— Start Extracted data —

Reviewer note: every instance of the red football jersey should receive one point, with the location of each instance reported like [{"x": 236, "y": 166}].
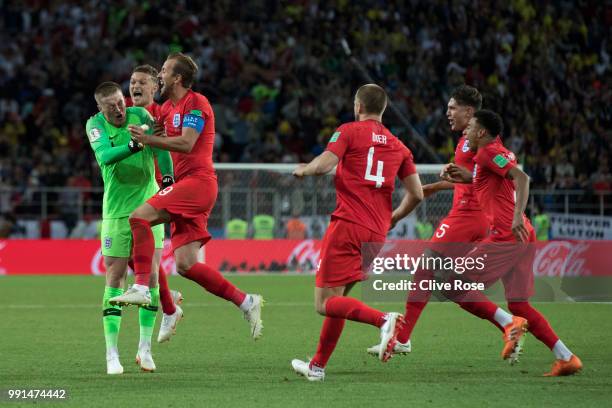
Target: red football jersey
[
  {"x": 370, "y": 158},
  {"x": 199, "y": 161},
  {"x": 464, "y": 198},
  {"x": 495, "y": 192},
  {"x": 155, "y": 111}
]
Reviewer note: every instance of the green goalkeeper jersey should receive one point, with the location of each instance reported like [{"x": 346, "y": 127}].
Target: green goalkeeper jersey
[{"x": 129, "y": 178}]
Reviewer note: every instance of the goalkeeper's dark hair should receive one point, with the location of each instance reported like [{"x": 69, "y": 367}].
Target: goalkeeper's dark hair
[
  {"x": 490, "y": 121},
  {"x": 373, "y": 98},
  {"x": 466, "y": 95},
  {"x": 107, "y": 88},
  {"x": 185, "y": 67},
  {"x": 149, "y": 70}
]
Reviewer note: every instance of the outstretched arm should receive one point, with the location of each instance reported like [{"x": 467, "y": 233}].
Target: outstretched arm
[
  {"x": 320, "y": 165},
  {"x": 521, "y": 185},
  {"x": 182, "y": 144}
]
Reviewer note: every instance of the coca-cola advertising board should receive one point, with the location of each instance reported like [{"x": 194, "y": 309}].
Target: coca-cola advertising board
[{"x": 69, "y": 257}]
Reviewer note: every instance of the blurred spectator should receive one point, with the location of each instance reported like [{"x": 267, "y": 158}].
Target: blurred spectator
[
  {"x": 236, "y": 228},
  {"x": 296, "y": 229},
  {"x": 263, "y": 226}
]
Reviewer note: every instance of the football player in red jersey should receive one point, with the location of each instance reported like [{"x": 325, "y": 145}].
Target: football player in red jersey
[
  {"x": 143, "y": 86},
  {"x": 189, "y": 123},
  {"x": 465, "y": 223},
  {"x": 368, "y": 158},
  {"x": 502, "y": 190}
]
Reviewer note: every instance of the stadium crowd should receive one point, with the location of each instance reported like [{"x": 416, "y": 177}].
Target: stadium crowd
[{"x": 280, "y": 82}]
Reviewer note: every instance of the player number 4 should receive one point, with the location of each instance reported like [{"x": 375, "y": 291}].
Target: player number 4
[{"x": 378, "y": 177}]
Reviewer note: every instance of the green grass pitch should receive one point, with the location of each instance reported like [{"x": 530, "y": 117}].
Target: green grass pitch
[{"x": 51, "y": 337}]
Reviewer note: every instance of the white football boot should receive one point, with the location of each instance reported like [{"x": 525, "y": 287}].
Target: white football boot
[
  {"x": 253, "y": 316},
  {"x": 168, "y": 325},
  {"x": 145, "y": 360},
  {"x": 388, "y": 336},
  {"x": 400, "y": 348},
  {"x": 303, "y": 368}
]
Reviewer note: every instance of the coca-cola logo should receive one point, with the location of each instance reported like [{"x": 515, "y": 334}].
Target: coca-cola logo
[
  {"x": 3, "y": 245},
  {"x": 561, "y": 258},
  {"x": 305, "y": 253}
]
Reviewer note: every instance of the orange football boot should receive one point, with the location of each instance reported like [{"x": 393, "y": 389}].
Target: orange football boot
[{"x": 514, "y": 337}]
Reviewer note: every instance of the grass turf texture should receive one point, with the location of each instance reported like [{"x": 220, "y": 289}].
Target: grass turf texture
[{"x": 51, "y": 337}]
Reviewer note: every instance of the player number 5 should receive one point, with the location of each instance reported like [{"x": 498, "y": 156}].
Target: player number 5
[
  {"x": 378, "y": 178},
  {"x": 166, "y": 190},
  {"x": 441, "y": 230}
]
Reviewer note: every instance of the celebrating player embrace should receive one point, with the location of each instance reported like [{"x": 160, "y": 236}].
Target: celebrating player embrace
[
  {"x": 190, "y": 128},
  {"x": 502, "y": 189},
  {"x": 143, "y": 86},
  {"x": 129, "y": 179},
  {"x": 368, "y": 158}
]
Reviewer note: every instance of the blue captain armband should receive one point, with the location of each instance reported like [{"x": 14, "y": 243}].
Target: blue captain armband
[{"x": 194, "y": 120}]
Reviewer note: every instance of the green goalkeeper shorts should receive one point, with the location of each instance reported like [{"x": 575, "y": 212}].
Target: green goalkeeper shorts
[{"x": 116, "y": 237}]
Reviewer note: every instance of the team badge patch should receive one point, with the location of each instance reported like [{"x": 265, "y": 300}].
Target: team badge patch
[
  {"x": 94, "y": 134},
  {"x": 500, "y": 160}
]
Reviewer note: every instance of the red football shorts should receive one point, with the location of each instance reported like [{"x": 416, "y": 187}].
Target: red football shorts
[
  {"x": 189, "y": 203},
  {"x": 511, "y": 262},
  {"x": 341, "y": 257}
]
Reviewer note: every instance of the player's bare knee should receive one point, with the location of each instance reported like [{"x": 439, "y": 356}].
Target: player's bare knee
[
  {"x": 320, "y": 305},
  {"x": 183, "y": 266}
]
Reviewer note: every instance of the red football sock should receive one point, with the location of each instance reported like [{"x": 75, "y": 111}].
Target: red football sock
[
  {"x": 215, "y": 283},
  {"x": 413, "y": 311},
  {"x": 165, "y": 298},
  {"x": 484, "y": 310},
  {"x": 538, "y": 325},
  {"x": 417, "y": 300},
  {"x": 143, "y": 249},
  {"x": 352, "y": 309},
  {"x": 330, "y": 333}
]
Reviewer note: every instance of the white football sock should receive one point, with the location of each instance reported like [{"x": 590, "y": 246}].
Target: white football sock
[
  {"x": 247, "y": 303},
  {"x": 561, "y": 351},
  {"x": 502, "y": 317}
]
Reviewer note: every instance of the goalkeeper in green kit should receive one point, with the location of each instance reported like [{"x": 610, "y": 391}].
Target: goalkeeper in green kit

— End Extracted data —

What this task involves: Omit the pictures, then output the rest of the listing exactly.

Answer to this task:
Reviewer note: every instance of the red football jersey should receive one point, with the location of each instance reported like [{"x": 236, "y": 166}].
Target: red football jersey
[
  {"x": 370, "y": 158},
  {"x": 199, "y": 161},
  {"x": 464, "y": 198},
  {"x": 495, "y": 192},
  {"x": 155, "y": 111}
]
Reviewer note: every instance of the green goalkeeper jersey should receive one point, with the location of each instance reported like [{"x": 346, "y": 127}].
Target: green goalkeeper jersey
[{"x": 129, "y": 178}]
Reviewer note: every instance of the goalkeeper's dark hair should receive one point, with the location of each instance reported like [{"x": 69, "y": 367}].
Target: goalkeeper's dark hair
[
  {"x": 490, "y": 121},
  {"x": 373, "y": 98},
  {"x": 466, "y": 95},
  {"x": 107, "y": 88},
  {"x": 185, "y": 67},
  {"x": 149, "y": 70}
]
Reviewer note: every instance of the outstretched arm should receive one point, with the location of each instance reported like [{"x": 467, "y": 233}].
Target: outstretched arm
[
  {"x": 320, "y": 165},
  {"x": 521, "y": 185},
  {"x": 182, "y": 144}
]
Reviewer note: every instance of the coca-cola advertising board should receive one point, with the location of each instance reported like [{"x": 194, "y": 309}].
Target: coca-cola advertising board
[{"x": 69, "y": 257}]
Reviewer note: every instance of the blurred spectator should receive one point, with the location of each instance reported like [{"x": 267, "y": 158}].
Target: blurred spectator
[
  {"x": 236, "y": 228},
  {"x": 296, "y": 229},
  {"x": 263, "y": 226}
]
Reviewer note: every instance of the football player in red jersey should receive one point, with the location of each instance reported like [{"x": 325, "y": 145}].
Target: football player in red jersey
[
  {"x": 143, "y": 86},
  {"x": 189, "y": 123},
  {"x": 465, "y": 223},
  {"x": 368, "y": 158},
  {"x": 502, "y": 190}
]
Reviewer note: every instance of the stadium crowd should receive one point, with the location of each instance reported like [{"x": 416, "y": 177}].
Target: stadium crowd
[{"x": 280, "y": 82}]
Reviewer note: every instance of the player number 4 should receive one point, with the location of each instance reported like [{"x": 375, "y": 291}].
Target: player number 4
[{"x": 378, "y": 177}]
Reviewer note: every instance of the green grass pitch should receive one point, with the location of each instance reported like [{"x": 530, "y": 117}].
Target: green grass pitch
[{"x": 51, "y": 337}]
Reviewer note: every instance of the white football boot should receive one point, with the location of each instance reported like [{"x": 525, "y": 287}].
Target: white football boot
[
  {"x": 253, "y": 316},
  {"x": 168, "y": 325},
  {"x": 145, "y": 360},
  {"x": 388, "y": 336},
  {"x": 400, "y": 348},
  {"x": 303, "y": 368}
]
Reviewer note: every instance of the coca-cola logo should receive one point, with the location of each instance reported like [{"x": 515, "y": 334}].
Target: coca-cola logo
[
  {"x": 3, "y": 245},
  {"x": 561, "y": 258},
  {"x": 305, "y": 253}
]
Reviewer note: every instance of the orange football boot should receive one point, with the location of each instance reported like [{"x": 393, "y": 389}].
Target: orange football boot
[{"x": 514, "y": 337}]
Reviewer note: every instance of the grass turf texture should receive one point, with the location of each instance reported like [{"x": 220, "y": 289}].
Target: grass turf texture
[{"x": 51, "y": 337}]
Reviewer note: every instance of the player number 5 should receive one point, with the location of each instance reported like [{"x": 498, "y": 156}].
Target: player number 5
[
  {"x": 378, "y": 178},
  {"x": 166, "y": 190},
  {"x": 441, "y": 230}
]
Reviewer note: every instance of the celebrating player embrace should receive one point, with the location of each instance reported like [{"x": 160, "y": 236}].
Target: celebrating player embrace
[
  {"x": 190, "y": 128},
  {"x": 502, "y": 189},
  {"x": 143, "y": 86},
  {"x": 129, "y": 179},
  {"x": 368, "y": 158}
]
Reviewer note: every instance of the blue captain armband should receive one point, with the location of each instance reported like [{"x": 14, "y": 243}].
Target: blue captain armband
[{"x": 194, "y": 120}]
Reviewer note: every instance of the green goalkeeper shorts should receive one point, with the location of each instance reported like [{"x": 575, "y": 212}].
Target: green goalkeeper shorts
[{"x": 116, "y": 237}]
Reviewer note: every instance of the team badge patch should receive one point, with the location of each instance reported like [{"x": 265, "y": 300}].
Target: team badge patch
[
  {"x": 94, "y": 134},
  {"x": 500, "y": 160}
]
Reviewer note: every instance of the red football shorts should receive one point, with the location of each instance reported like [{"x": 416, "y": 187}].
Target: red football shorts
[
  {"x": 189, "y": 203},
  {"x": 511, "y": 262},
  {"x": 341, "y": 257}
]
Reviewer note: every instance of the player's bare knee should receive one point, with the location of each instance reported like [{"x": 439, "y": 356}].
Target: player's bare knee
[
  {"x": 320, "y": 305},
  {"x": 183, "y": 266}
]
Reviewer note: every instance of the red football sock should receive one point, with the location of each instance reported like [{"x": 75, "y": 111}].
Target: red football sock
[
  {"x": 215, "y": 283},
  {"x": 413, "y": 311},
  {"x": 165, "y": 298},
  {"x": 484, "y": 310},
  {"x": 538, "y": 325},
  {"x": 417, "y": 300},
  {"x": 143, "y": 249},
  {"x": 352, "y": 309},
  {"x": 330, "y": 333}
]
Reviewer note: every instance of the white football sock should receive one point, with the location of each instance reported like [{"x": 590, "y": 246}].
Target: white football sock
[
  {"x": 247, "y": 303},
  {"x": 561, "y": 351},
  {"x": 502, "y": 317}
]
Reviewer note: every instance of the goalkeeper in green kit should receive one point, with the location of each instance reported like [{"x": 610, "y": 391}].
Target: goalkeeper in green kit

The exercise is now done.